AIM: Print the listing in its entirety and exactly, leaving out images.

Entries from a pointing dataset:
+ + +
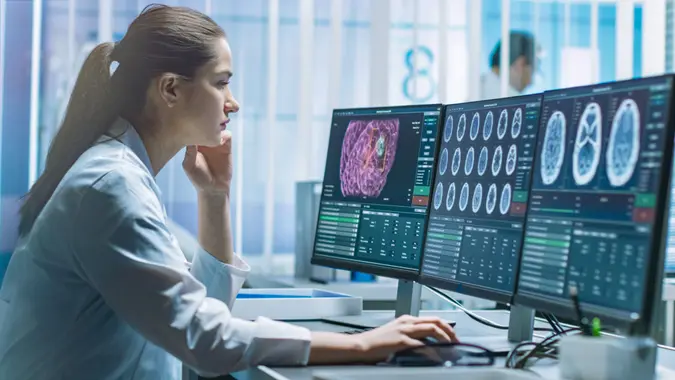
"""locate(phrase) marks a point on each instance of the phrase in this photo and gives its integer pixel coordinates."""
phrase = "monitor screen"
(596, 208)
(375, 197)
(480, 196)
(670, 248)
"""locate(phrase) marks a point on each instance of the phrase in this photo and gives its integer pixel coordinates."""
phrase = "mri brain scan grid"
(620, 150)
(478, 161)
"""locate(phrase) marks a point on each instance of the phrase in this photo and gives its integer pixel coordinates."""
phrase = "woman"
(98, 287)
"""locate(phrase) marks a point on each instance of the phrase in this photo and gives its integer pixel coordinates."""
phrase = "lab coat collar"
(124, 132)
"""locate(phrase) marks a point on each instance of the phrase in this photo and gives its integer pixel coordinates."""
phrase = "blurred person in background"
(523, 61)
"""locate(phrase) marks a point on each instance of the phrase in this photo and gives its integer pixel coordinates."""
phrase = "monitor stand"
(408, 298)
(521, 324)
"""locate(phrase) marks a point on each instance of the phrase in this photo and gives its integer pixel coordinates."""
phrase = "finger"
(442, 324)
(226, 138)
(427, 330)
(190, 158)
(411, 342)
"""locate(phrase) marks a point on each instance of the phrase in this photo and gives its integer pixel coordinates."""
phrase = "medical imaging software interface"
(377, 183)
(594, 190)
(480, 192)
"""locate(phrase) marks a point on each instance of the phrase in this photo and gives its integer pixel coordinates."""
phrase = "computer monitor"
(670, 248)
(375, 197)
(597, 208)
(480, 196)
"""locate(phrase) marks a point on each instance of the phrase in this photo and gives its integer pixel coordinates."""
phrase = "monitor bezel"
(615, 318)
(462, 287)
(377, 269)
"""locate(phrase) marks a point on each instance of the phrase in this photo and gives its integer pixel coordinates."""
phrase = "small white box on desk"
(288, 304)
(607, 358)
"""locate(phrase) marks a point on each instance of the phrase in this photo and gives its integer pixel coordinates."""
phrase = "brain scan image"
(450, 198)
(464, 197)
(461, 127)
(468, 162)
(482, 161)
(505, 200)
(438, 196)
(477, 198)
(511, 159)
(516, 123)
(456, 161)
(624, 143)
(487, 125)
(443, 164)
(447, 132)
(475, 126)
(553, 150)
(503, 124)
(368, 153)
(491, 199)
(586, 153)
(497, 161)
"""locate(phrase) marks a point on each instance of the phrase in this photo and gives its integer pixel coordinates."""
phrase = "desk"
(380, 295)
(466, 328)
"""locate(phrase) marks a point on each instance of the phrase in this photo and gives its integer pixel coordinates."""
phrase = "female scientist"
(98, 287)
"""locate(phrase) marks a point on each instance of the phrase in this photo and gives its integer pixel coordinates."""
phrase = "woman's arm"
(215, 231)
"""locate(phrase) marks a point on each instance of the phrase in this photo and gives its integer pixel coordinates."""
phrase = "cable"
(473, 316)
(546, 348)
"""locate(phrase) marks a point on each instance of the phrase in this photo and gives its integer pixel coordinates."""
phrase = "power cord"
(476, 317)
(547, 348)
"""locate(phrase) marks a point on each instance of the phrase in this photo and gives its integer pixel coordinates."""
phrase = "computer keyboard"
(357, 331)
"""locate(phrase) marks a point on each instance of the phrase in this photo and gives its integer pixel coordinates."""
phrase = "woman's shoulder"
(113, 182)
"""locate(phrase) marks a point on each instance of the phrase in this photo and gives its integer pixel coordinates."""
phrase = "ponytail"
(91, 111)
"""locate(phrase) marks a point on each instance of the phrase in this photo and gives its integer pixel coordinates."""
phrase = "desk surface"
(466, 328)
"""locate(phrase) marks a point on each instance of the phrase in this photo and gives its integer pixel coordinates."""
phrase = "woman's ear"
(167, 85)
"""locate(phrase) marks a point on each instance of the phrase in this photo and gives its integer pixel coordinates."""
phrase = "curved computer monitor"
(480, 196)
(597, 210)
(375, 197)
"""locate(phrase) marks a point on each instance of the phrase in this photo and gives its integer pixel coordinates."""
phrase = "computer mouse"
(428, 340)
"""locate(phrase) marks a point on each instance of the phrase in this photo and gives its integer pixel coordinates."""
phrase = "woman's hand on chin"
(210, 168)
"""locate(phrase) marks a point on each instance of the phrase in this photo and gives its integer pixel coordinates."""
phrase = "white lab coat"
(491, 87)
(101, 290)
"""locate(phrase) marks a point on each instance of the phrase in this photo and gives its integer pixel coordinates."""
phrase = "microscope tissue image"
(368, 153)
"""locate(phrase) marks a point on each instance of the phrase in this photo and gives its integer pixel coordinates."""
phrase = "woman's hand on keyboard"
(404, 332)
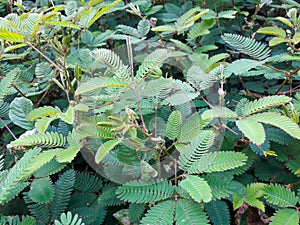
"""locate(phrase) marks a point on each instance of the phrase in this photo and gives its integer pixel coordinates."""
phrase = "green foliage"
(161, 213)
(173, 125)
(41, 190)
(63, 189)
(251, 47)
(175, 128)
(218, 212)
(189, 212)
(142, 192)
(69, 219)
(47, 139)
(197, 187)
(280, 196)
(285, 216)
+ + +
ANSWER TO THIS EXERCISE:
"""locate(phrase) marks a point on each instance of the phrase in this photo and gives its integer pixel coordinates."""
phrase = "monitor screen"
(596, 208)
(375, 197)
(480, 196)
(670, 248)
"""locate(phrase) marks a point on each instance of the phrase in this photo and gives its integer pixel coordinates."""
phrase = "mri brain scan grid"
(620, 150)
(478, 161)
"""locate(phrase) marks a point on each instance of the phrase in this photo and gives its integer pixel coordinates."""
phrase = "woman"
(98, 287)
"""locate(phrase) marks a point on each instance of the phrase in this photo and gives its integer pixel coordinates."""
phrase = "lab coat collar"
(124, 132)
"""locate(phrase) marks a point on each instance of the phrase in this photo and gives its integer pixel coordinates."""
phrase = "blurred person in background"
(523, 61)
"""locate(phrase) marks a point on each instance of the phrase in this photo and gives its integer pixel coordinates."""
phrase = "monitor stand"
(408, 298)
(521, 324)
"""locate(phrase) marks a point on each instance of the phrase in this photo and gives its integer pixel coordinates."""
phrase = "finger"
(442, 324)
(226, 138)
(427, 330)
(190, 158)
(411, 342)
"""locate(phrase) marks a point on each instance of the phrase in this photo and gives its integer pixel coordinates."""
phrase = "medical imaging software interface"
(377, 183)
(594, 190)
(480, 192)
"""locate(phrase) marks a point on each instance of the phrase in this photo and gives its integer pixel coordinates."""
phrase = "computer monitor"
(670, 248)
(375, 197)
(597, 208)
(480, 196)
"""locate(phrase) marks a point on each instance of the phrase in this photo and gives its integer pixel coordinates."""
phrase = "monitor bezel"
(615, 318)
(462, 287)
(377, 269)
"""locate(phrase) marks a point on each instance of the phrase in this photo and gives its integer pixel coordinates."""
phrase = "small white box on desk"
(288, 304)
(607, 358)
"""locate(phrase) marks a point on each instance of the phrase in this photo and gives its integer pixel coordinates."""
phrase = "brain scan image"
(450, 198)
(464, 197)
(461, 127)
(468, 162)
(482, 161)
(505, 200)
(438, 196)
(477, 198)
(511, 159)
(516, 123)
(456, 161)
(624, 143)
(487, 125)
(443, 164)
(447, 132)
(475, 126)
(553, 150)
(503, 124)
(368, 153)
(491, 199)
(586, 153)
(497, 161)
"""locate(phrase) marks a point on each instance of the phrase in this photo and gives its integer pixel coordinates."""
phrase = "desk"
(380, 295)
(466, 328)
"""locate(phrase) marks a point on each instance of the phrase in this photo and gives its integer pixel coordinates."""
phrase = "female scientist"
(98, 287)
"""locate(phrase) marks a point on each instance of the phrase in this photo and gives its integer pixel coordinates."""
phrase = "woman's arm"
(215, 231)
"""locate(phrase) marks a point on each instance of the phrase in this photo and gives its integer pixel coordinates."""
phrase = "cable"
(473, 316)
(546, 348)
"""locate(phrase) marks a point on each instance of the phrase in this photo and gives its integer pixel coordinates."""
phrase = "power cord"
(476, 317)
(547, 348)
"""locate(phrase) marks a point on each instance of the phrase in this photo and gives its integer pixel coordinates."""
phrase = "computer keyboard"
(357, 331)
"""locate(phrase) marks a point on each instance of the phrase in this photo and gives its integer pixel coordinates."""
phrase = "woman's shoulder"
(113, 182)
"""locate(phrase) marks a point on each instance of the phrase in this photo and gives its integer pixel coordinates."""
phrase = "ponytail"
(91, 111)
"""locate(phrase) marks a point on each instance of the phrase in this photo and gives its integer pixel coordinates."""
phrase = "desk surface"
(466, 328)
"""locate(phrase) marks a point on each instance of the phrase in this photo and gives its integer pixel coordinates."""
phrase = "woman's ear"
(167, 85)
"""locate(phrase) marks a point on each instance of the phrase in this photo and gives its integer pixel coordinates."""
phrase = "curved computer monitor"
(480, 196)
(597, 210)
(375, 197)
"""locate(phrase) marks a point on each instance of the phrase in this photo and gives its integer pixel coordinates."""
phrase = "computer mouse"
(428, 340)
"""locate(phrase) marks a point on each instance of the phrase in this photo and gives its integer pixel coordinates."""
phrase = "woman's hand on chin"
(210, 168)
"""locate(phrase) marks a point on each instance of the phrase in this photo and gives its integer pixel coordinates."""
phrase = "white lab coat"
(491, 87)
(101, 290)
"""locate(phrase) marks a point on each instance of the phrase in this photo and gives its integer pixel coordinates."""
phrase = "microscope tissue image"
(368, 153)
"""locate(phrase) marks a point on each instance of the phrase in this photo and gives its integer pixel coordinates."""
phrase = "woman's hand on keyboard"
(404, 332)
"""locate(phrase) marks a point on each instance of the phrase in this photo and gives its integer pixel coordinates."""
phrase = "green foliage"
(161, 213)
(173, 125)
(41, 190)
(63, 189)
(251, 47)
(175, 128)
(218, 212)
(189, 212)
(142, 192)
(69, 219)
(47, 139)
(197, 187)
(280, 196)
(285, 216)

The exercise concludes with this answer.